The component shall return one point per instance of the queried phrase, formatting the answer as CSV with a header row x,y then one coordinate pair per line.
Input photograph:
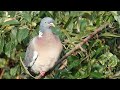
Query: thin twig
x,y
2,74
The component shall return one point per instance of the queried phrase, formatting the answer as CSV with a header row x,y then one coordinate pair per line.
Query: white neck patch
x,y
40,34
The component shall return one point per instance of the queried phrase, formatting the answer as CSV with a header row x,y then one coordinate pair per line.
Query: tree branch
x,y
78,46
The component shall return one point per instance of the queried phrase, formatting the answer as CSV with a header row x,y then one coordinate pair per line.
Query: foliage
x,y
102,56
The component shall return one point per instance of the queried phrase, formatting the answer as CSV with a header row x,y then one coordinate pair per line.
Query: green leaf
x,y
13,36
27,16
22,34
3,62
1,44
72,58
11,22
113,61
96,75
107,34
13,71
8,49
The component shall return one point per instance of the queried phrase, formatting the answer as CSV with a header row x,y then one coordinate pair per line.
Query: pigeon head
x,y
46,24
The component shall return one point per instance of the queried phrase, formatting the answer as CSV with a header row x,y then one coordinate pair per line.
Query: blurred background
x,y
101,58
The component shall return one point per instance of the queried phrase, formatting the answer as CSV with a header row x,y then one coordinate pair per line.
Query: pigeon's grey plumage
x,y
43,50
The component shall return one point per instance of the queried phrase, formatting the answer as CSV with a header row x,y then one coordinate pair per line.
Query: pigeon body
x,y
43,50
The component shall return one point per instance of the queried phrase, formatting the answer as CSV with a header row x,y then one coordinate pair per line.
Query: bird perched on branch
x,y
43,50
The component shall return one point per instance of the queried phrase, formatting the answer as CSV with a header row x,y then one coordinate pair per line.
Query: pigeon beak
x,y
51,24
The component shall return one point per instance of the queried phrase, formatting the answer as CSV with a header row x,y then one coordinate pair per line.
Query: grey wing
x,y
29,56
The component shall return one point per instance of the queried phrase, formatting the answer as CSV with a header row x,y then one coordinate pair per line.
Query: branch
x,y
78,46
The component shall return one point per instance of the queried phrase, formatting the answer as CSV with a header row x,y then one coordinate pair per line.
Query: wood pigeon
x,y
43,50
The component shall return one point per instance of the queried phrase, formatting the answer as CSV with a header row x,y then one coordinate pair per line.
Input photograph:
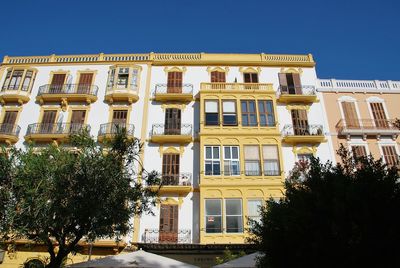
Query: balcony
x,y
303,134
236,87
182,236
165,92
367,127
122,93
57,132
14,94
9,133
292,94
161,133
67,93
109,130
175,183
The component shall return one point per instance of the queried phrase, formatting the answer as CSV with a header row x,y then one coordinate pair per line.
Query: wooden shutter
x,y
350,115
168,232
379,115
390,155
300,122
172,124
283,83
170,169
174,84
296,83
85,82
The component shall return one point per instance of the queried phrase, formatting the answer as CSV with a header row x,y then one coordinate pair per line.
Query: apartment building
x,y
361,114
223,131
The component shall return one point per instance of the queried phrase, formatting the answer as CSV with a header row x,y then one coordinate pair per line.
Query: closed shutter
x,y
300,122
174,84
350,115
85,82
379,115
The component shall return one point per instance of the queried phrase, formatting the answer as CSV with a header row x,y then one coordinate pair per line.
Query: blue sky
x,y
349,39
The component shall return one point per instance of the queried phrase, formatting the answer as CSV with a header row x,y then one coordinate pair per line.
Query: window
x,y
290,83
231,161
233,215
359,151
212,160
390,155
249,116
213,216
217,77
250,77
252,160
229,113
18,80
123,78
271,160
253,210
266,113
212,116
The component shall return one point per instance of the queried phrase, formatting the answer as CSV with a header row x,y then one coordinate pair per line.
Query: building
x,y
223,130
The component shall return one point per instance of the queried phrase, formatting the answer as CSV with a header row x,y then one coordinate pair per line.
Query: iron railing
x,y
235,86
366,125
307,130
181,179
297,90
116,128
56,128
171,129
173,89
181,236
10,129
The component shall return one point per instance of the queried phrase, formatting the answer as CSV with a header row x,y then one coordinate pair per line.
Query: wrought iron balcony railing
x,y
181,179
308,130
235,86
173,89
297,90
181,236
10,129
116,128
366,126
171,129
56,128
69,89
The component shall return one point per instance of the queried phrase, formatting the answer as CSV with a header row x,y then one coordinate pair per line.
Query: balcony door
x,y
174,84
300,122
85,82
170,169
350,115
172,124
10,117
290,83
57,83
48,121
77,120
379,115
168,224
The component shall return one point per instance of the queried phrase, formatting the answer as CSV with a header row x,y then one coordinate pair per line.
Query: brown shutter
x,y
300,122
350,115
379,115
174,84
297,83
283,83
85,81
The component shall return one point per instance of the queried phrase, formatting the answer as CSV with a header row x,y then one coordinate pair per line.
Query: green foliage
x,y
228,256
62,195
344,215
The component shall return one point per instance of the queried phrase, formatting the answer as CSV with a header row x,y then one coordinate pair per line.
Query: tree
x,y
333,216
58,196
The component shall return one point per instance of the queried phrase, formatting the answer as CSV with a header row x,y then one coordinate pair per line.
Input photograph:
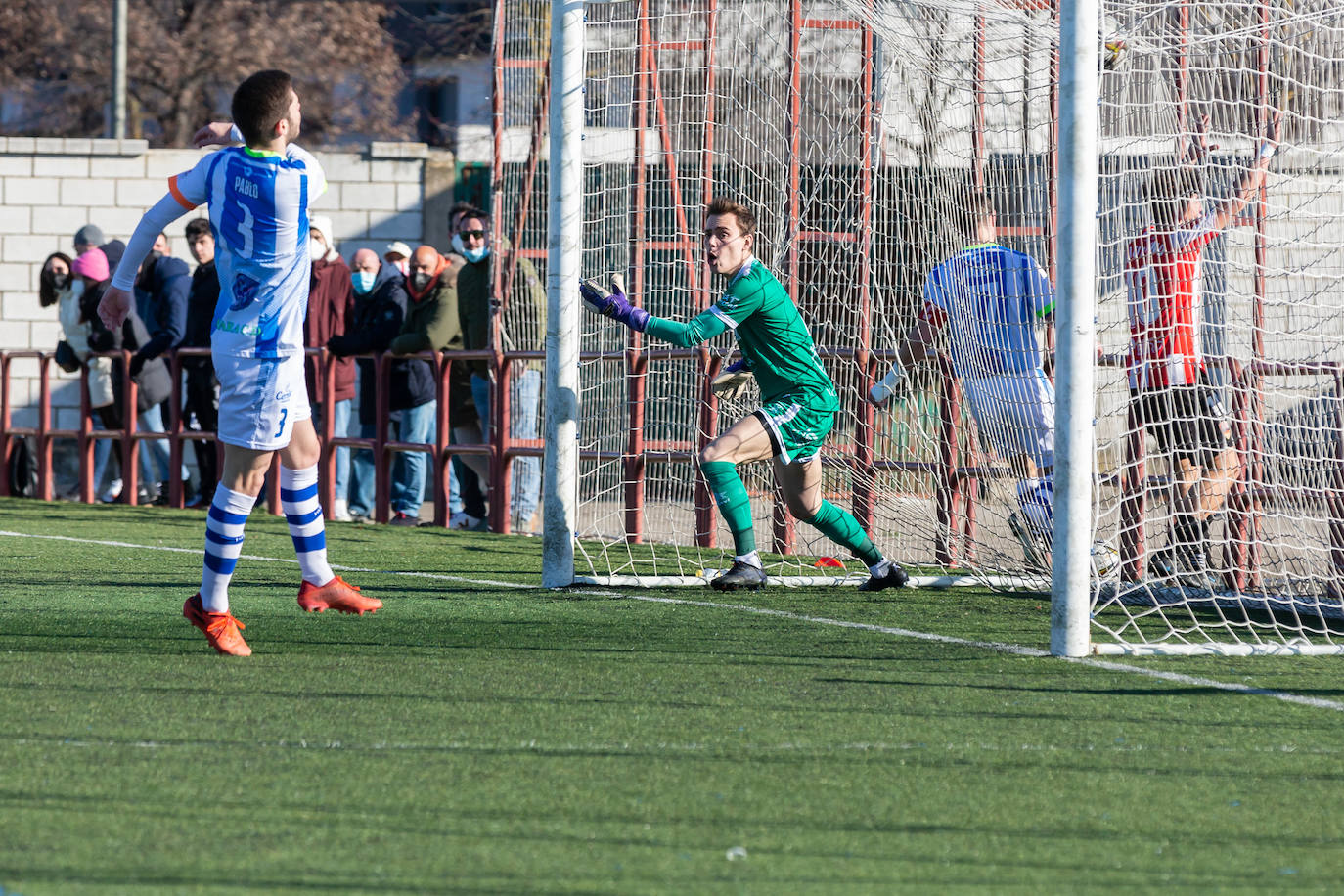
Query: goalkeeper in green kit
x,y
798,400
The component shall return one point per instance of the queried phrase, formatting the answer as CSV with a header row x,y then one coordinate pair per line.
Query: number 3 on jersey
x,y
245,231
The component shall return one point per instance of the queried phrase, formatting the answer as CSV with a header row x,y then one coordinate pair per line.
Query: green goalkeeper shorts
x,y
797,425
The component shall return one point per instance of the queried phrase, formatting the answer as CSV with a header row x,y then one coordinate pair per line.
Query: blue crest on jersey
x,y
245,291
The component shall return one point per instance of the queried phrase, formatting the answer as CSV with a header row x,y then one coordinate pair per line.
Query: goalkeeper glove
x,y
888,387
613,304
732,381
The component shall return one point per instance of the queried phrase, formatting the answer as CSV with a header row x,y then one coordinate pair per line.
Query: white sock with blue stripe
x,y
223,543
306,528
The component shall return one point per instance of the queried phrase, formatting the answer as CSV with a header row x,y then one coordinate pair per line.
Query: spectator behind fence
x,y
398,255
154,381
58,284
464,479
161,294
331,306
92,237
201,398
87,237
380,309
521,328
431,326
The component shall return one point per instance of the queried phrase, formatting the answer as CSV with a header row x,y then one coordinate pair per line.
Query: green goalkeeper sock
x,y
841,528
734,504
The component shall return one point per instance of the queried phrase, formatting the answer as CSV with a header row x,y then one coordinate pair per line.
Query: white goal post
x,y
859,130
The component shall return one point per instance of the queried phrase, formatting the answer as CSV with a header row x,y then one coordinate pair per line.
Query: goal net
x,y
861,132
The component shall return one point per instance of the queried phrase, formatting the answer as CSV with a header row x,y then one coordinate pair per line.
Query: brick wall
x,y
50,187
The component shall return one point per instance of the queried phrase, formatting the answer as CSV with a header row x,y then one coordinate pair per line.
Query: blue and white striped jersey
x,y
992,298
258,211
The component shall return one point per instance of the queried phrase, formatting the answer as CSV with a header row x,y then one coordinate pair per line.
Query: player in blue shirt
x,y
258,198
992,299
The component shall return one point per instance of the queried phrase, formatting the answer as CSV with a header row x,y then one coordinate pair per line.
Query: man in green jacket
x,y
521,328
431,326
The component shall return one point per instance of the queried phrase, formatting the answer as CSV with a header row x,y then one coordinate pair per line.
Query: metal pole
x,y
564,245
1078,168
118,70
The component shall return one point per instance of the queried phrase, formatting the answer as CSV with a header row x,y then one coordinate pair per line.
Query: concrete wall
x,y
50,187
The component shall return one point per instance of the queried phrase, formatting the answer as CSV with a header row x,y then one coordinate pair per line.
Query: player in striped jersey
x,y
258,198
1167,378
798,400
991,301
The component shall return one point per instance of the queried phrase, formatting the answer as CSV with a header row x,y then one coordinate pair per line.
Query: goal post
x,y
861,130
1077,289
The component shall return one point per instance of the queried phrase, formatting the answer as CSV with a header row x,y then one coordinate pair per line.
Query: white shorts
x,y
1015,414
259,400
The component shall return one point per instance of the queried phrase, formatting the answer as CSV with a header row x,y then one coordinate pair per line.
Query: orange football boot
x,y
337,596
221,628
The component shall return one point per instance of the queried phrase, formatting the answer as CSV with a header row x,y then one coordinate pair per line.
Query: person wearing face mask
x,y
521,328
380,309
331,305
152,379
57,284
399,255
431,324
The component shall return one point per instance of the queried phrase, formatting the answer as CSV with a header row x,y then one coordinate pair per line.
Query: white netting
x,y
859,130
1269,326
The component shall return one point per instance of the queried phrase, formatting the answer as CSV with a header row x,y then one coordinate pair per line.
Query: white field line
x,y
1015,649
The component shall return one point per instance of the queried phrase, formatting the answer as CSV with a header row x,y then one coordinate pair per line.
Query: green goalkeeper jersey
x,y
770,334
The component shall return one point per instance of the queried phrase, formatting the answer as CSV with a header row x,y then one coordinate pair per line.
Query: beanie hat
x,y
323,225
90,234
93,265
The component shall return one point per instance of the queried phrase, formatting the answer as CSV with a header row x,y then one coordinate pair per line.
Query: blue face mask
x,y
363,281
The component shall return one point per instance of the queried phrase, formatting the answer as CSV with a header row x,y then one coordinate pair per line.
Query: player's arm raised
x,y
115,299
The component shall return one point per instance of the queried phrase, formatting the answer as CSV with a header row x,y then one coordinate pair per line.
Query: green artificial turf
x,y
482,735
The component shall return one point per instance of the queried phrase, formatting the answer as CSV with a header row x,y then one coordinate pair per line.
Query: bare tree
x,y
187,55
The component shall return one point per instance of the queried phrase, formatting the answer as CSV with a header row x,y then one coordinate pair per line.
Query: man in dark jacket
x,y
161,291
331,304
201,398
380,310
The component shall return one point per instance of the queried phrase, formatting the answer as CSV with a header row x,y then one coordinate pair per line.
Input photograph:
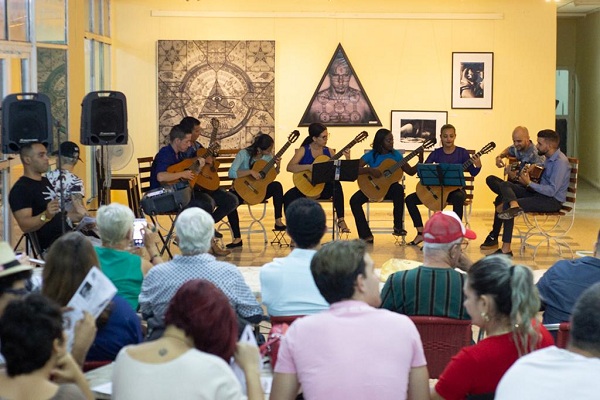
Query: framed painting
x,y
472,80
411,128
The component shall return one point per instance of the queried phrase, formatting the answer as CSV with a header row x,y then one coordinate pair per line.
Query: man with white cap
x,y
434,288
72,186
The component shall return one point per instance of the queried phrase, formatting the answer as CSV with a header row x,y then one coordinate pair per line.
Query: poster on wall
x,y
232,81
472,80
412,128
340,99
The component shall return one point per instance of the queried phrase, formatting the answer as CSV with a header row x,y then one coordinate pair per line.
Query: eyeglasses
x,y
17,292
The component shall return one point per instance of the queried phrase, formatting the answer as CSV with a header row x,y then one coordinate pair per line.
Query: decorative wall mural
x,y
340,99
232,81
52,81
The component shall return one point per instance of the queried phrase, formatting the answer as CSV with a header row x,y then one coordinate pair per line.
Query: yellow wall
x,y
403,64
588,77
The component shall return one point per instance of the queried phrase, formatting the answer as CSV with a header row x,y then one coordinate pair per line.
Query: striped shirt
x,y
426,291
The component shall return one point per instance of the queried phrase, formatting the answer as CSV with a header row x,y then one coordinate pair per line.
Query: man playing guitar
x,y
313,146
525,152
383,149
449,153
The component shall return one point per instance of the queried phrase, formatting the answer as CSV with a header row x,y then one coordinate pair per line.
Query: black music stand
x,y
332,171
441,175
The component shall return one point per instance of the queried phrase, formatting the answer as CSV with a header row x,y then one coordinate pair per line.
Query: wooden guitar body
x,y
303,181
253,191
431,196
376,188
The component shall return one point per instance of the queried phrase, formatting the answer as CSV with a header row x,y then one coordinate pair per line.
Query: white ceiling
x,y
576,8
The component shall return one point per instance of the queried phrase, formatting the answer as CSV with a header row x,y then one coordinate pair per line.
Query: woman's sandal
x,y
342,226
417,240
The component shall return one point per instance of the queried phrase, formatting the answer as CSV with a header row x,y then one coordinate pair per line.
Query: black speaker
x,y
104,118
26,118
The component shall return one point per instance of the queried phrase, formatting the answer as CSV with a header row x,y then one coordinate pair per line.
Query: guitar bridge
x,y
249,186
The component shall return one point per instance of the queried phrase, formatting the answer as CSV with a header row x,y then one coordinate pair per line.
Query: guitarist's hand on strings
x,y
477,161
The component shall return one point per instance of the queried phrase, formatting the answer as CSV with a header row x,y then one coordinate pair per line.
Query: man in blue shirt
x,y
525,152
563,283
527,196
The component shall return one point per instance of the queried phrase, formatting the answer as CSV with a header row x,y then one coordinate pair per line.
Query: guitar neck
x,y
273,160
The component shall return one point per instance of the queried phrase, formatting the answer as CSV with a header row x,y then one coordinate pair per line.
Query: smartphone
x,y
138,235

════════════════

- _EXERCISE AIM_
Please state how many lines in the rows above contain the word "player". Reply with the number only.

- _FINAL ANSWER_
3